## TASKS TO CARRY OUT
• a. Answer these questions from the post:
(i) What is the doctors' medical opinion on resuscitating Dad?
(ii) How many years ago did Mum pass away?
(iii) Which foods would Dad buy from hougang green?
• b. Retype part of the post, beginning at the words "How do I even" and stopping after the words "quality of life.".

## PAGE EXTRACT
A daughter’s tale and tears

How do I even begin?

I will be an orphan sooner than I thought.

As I’m writing this now, Dad is still in critical condition although his vitals are stable now. There’s nothing I can do other than sitting next to him and watch him breathe slowly. Doctor said that the CPR I did probably saved his life but this may occur again, and when it does, whether I want to resuscitate him. Their medical opinion is DNR as he would likely be intubated with a ventilator, causing him more pain and with little benefits to his quality of life.

My parents had me in their 40s so since young I’ve been afraid of losing them because they are much older than my friend’s parents. Ever since they fell ill, I’m mentally prepared for the day to come. But I realised that one can never be prepared for death.

Mum’s passing 4 years ago changed my life and how I view life. A part of me will never be the same again, it’s like my soul is eaten up. Mum was my pillar of strength and my best friend. I cried almost every night as I see her suffer. And the sadness continues even when she’s not around.

The first year, 2019, was extremely tough. I think it was equally tough on dad too even though he didn’t talk about it. And whenever I asked, he would brush it aside and say “what’s there to be upset, life’s like that.” It seemed he was coping well, but he’d continue his routine of buying breakfast for her and putting on the altar. I think this continued for one year plus until circuit breaker where we stopped him from going out.

After mum was gone, he took her PMA and gradually lost his strength to cycle. He would visit me almost daily on his PMA, buying the same food (carrot cake, wanton mee or chee cheong fun) from hougang green. He doesn’t know how to look after babies so sometimes I feel frustrated when he’s here as he can’t help me and I feel not at ease breastfeeding in front of him.

He remembers his first grandson well, as this is his only grandson before his dementia was officially diagnosed. Or maybe because he spent most time with him.

I would ask him to feed to make him feel useful. Thankful that my firstborn is an easy eater.

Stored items
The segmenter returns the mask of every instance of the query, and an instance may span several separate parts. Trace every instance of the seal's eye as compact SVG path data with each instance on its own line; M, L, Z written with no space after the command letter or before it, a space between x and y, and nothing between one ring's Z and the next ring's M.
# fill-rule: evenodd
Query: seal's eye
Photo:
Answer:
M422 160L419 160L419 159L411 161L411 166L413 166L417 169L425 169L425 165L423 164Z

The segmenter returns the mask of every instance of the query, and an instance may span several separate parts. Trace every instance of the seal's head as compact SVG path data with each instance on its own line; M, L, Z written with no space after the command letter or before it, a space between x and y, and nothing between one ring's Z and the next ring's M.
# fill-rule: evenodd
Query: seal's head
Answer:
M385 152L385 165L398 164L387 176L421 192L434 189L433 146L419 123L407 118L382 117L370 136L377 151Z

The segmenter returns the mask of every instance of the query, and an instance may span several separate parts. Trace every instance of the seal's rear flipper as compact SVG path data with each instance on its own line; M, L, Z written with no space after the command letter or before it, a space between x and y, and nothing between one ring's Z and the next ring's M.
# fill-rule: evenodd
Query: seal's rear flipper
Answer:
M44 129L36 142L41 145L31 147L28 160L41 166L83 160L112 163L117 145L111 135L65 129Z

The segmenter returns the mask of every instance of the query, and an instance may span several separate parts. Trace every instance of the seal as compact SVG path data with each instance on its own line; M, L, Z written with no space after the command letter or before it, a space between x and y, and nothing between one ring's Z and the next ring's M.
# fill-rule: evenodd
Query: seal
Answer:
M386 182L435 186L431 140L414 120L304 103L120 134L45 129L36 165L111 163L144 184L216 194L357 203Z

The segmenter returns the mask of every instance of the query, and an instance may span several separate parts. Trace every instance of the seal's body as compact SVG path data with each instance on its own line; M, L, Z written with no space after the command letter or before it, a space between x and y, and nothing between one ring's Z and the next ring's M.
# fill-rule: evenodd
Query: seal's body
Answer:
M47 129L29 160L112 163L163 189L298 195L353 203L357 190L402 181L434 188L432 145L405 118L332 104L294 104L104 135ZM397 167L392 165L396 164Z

## ANSWERS IN ORDER
• a.
(i) DNR
(ii) 4 years ago
(iii) Carrot cake, wanton mee or chee cheong fun

• b.
How do I even begin?

I will be an orphan sooner than I thought.

As I’m writing this now, Dad is still in critical condition although his vitals are stable now. There’s nothing I can do other than sitting next to him and watch him breathe slowly. Doctor said that the CPR I did probably saved his life but this may occur again, and when it does, whether I want to resuscitate him. Their medical opinion is DNR as he would likely be intubated with a ventilator, causing him more pain and with little benefits to his quality of life.